*** TEXT PASSAGE

“Depression can’t have you, because you're ours.”

The recent death of Kate Spade is an awful and tragic reminder of just how devastating an impact mental illness can have on a person.

The medical condition, in all its forms, is cunning, baffling, incessant and evil, and uses all means necessary to inflict horrific pain upon its undeserving victims.

Matt Haig, in his book, Reasons to Stay Alive says, “depression is a disease of thoughts.”

I believe Matt is spot on, and the sequence in my mind and those of my brothers and sisters in the world, often flows like this:

  • Depression creates a thought.
  • The thought births an emotion.
  • The emotion triggers an action.

It’s a highly effective mechanism used to thrust a soul into the precarious state of isolation, extreme disconnection, and worst of all, hopelessness. And, from that dark sliver of hell, a suffering soul can lose its way, and wander past the point of no return.

Nothing good happens in isolation. Only bad and terrible things are born there.

But, there is a way out, and it is by way of connection.

Connection creates hope, and hope heals, and does even more than that.

Hope revitalizes, restores, reenergizes and renews a weary soul.

Hope reminds us we are wanted, worthy and that we matter.

Hope saves lives.

The truth is, sometimes what hurts the most can’t be seen. Sometimes great agony and pain lie just behind a forced smile or distracting joke.

But, while the pain of mental illness is most often invisible, that doesn’t mean there is nothing we can do to help alleviate the unseen suffering of another.

Actually, what we can do is surprisingly simple, yet powerful, even life-saving.

The beauty is, sometimes what helps the most is easy to do. Sometimes it’s the little things that make the biggest difference, and we are all capable of doing the little things.

******

PROBLEMS AND TASKS
**a)** Reproduce the passage of the essay on depression and connection starting at "The beauty is, sometimes" and ending at "the little things.".
**b)** Continue the essay on depression and connection from its last sentence.

*** INPUT DATA

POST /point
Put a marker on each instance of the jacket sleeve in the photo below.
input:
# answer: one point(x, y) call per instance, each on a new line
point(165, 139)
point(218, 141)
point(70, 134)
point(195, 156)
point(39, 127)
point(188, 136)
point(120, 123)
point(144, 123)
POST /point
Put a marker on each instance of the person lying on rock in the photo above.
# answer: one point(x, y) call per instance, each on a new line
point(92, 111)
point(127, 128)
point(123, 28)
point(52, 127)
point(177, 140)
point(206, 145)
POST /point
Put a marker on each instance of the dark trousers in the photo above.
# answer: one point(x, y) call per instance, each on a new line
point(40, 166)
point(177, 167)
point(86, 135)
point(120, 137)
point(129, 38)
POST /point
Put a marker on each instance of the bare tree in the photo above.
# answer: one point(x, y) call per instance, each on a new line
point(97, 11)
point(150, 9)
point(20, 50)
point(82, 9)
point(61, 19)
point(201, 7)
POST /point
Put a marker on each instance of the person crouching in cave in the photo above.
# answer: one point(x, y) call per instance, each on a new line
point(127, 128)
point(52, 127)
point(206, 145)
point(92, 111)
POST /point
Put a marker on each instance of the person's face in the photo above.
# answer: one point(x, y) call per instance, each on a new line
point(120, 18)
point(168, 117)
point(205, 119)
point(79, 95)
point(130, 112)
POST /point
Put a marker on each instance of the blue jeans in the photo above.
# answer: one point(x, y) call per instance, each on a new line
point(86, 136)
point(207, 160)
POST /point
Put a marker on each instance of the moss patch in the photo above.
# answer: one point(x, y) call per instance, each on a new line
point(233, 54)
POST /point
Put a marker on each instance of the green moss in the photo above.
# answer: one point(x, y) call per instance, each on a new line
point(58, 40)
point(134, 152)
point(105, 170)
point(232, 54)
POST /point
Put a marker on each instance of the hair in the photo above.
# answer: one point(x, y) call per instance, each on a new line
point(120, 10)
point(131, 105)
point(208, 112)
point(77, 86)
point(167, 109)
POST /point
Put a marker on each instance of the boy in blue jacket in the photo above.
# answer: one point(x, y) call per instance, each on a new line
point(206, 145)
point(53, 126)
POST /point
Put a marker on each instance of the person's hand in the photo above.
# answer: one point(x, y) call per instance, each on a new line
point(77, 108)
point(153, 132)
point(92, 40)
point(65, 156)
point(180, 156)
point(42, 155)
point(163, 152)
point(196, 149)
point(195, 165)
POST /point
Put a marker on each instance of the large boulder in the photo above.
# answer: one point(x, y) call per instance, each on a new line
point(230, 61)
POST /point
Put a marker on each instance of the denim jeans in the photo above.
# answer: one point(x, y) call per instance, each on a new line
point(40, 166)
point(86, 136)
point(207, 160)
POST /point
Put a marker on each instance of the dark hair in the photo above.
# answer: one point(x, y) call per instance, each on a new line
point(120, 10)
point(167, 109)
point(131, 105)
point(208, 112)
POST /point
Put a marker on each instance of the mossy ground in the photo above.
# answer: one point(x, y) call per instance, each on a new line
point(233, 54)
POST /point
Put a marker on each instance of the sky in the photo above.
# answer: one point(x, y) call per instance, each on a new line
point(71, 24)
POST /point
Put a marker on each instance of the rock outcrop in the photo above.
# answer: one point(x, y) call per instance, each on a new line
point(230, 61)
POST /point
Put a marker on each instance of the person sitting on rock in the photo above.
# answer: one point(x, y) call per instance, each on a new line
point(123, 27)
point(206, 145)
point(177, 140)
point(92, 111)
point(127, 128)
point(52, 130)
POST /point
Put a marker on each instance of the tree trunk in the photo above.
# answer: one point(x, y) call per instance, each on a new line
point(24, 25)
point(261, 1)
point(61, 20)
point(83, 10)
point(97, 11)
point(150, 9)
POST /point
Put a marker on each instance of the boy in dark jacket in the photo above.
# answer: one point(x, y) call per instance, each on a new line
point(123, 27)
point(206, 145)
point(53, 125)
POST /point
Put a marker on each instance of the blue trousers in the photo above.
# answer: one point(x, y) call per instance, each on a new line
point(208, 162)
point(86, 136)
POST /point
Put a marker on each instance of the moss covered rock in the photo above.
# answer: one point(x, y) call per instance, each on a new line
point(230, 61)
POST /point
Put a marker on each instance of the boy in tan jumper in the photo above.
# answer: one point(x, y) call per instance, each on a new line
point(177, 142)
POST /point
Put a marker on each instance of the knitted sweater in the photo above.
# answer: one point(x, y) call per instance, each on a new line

******

ANSWERS FOR EACH ITEM
**a)**
The beauty is, sometimes what helps the most is easy to do. Sometimes it’s the little things that make the biggest difference, and we are all capable of doing the little things.

**b)**
We are all capable of creating connection:

  • We can take the time to remember and use a person’s name. 
  • We can pause and stand in the innocent place of curiosity and ask a heartfelt, open-ended question, and in doing so, create the space for another to tell us their story.
  • We can send a timely, specific and authentic expression of our care, concern, and support. And, we can do this simply by way of a text, an email, or a phone call. But for me, I think the best way is to use the good old-fashioned handwritten note to convey our loving sentiments.

One day, while stuck in the middle of a major depressive episode, someone near and dear to me sent me one of those priceless, amazing, life-saving handwritten notes.

It was in fact, the perfect note:

  • It offered support, not advice. 
  • It served up empathy, not pity. 
  • It oozed understanding, not judgment.

And, at the bottom of the note, this soul, whom I love and completely adore, passionately reminded me, and in no uncertain terms I might add:

“Depression can’t have you, because you’re ours.”

Let us always remember; in the end, it’s all about connection.